(Recorded data)
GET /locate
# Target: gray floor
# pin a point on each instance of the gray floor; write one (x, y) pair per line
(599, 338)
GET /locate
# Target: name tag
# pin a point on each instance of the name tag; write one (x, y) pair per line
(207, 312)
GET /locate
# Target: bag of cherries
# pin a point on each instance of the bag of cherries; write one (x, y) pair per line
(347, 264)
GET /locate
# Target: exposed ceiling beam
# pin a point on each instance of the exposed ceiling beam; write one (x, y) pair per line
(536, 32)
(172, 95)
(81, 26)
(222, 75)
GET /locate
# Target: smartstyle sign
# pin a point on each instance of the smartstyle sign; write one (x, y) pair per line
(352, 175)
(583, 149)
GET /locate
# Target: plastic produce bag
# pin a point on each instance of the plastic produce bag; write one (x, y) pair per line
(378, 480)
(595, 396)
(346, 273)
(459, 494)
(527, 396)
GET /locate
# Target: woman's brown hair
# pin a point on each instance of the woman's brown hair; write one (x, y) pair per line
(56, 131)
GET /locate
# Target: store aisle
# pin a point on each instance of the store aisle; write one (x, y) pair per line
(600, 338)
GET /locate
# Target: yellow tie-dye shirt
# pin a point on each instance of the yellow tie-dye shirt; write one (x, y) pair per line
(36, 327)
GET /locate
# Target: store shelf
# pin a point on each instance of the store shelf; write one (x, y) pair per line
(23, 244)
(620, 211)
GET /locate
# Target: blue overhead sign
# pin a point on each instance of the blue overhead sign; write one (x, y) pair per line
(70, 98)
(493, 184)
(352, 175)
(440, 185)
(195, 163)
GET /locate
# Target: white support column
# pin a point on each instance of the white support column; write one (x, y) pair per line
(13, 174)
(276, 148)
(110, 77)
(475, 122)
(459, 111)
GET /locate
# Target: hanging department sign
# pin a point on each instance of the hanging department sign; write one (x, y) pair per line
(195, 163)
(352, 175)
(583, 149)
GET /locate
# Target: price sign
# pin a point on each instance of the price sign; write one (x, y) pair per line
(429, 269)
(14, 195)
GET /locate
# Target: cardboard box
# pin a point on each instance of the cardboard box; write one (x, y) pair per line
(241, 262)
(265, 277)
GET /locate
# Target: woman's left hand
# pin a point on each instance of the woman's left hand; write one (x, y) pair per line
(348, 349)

--- STATED GOAL ---
Count the lines in the items above that contain the string "woman", and give only that number.

--- SOLUTION TO THE PROBLEM ---
4